• [Trecho citado]:
::::::
A comemoração continuou com um vibrante ato cultural na rua em frente ao Teatro Verdi, do histórico bairro popular “La Boca”, acompanhado por centenas de militantes, amigos do Partido Comunista e gente do povo. Aí se apresentaram artistas comunistas e da esquerda argentina, da heroica resistência do povo argentino, às músicas, poesias, declarações de mães de presos e assassinados pela ditadura, com dedicação especial a Mercedes Sosa (falecida em 2009), comunista, cantada por uma dirigente e artista do PC da Argentina.

 

Como dirigente sindical comunista tive contato com o Partido Comunista da Argentina já há algum tempo e encontrei um partido em revigoramento, em reconstrução, forte unidade e com uma militância aguerrida, com crescente influência na juventude, no movimento operário/sindical e no movimento das mulheres.
::::::
• [Extrato de dados]:

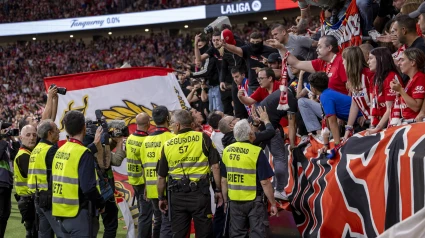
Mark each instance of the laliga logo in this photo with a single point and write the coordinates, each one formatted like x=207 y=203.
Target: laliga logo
::::::
• [Exercícios]:
**A)** Segundo o trecho citado, em frente a qual teatro ocorreu o ato cultural?
**B)** Reescreva de forma mais curta o parágrafo do trecho citado que começa com "Como dirigente sindical comunista", conservando os fatos principais.
**C)** Prossiga o trecho citado sobre o Partido Comunista da Argentina a partir da última frase apresentada.

• [Respostas por tarefa]:
**A)** Em frente ao Teatro Verdi, no bairro La Boca.

**B)** Em contato há algum tempo com o Partido Comunista da Argentina como dirigente sindical comunista, encontrei um partido em reconstrução, unido e com militância aguerrida. Sua influência cresce na juventude, no movimento operário/sindical e no movimento das mulheres.

**C)**
O Partido Comunista, hoje como se apresenta, está em constante aprendizado, o que foi explicitado por Victor Kot numa rica intervenção em sessão do Comitê Central do PCA, com o título “Pela Libertação e o Socialismo”. Do qual abrange uma contribuição ao movimento comunista e que vale ressaltar algumas passagens:

Sobre sua identidade

“Nosso Partido se afirma no marxismo-leninismo, e desde ali é herdeiro e aspira a ser o continuador das melhores tradições patrióticas e latino-americanistas de nossa história. Guiamo-nos pelo legado ideológico e teórico de Marx, Engels e Lenin, e seu enriquecimento em particular com os aportes de Gramsci, Luxemburgo, Kollontay, Mariátegui, Mao, Ho Chi Minh, Guevara, Fidel Castro, entre outros. Reconhecemo-nos nas tradições revolucionárias de nosso povo, nas sublevações indígenas, na guerra de independência, no legado de San Martin, Artigas, Bolívar, e outros patriotas. Nas lutas operárias dos finais do século XIX e do século XX com suas grandes greves, na Reforma Universitária”, entre outras lutas históricas.

 

Assinala Vitor Kot, “somos um partido que reafirma a identidade revolucionária renovada em seu 16º Congresso, processo impulsionado por Athos Fava e por Patrício Echegaray, que jogaram papel preponderante, no qual, valorizando os acertos de nossa história e autocriticando com exemplar honestidade e franqueza nossos erros. Reformulamos nosso projeto político com o objetivo de pôr fim na dispersão do campo popular e reforçar, como vimos, dando valor ao processo de unidade do qual surja o bloco político e social da revolução”.

Define Victor: “Nossa luta se insere na luta geral dos povos do mundo contra o neoliberalismo, expressão atual do capitalismo mundial e hegemônico, contra a vocação ‘guerrerista’ do imperialismo, pela independência nacional e o socialismo”.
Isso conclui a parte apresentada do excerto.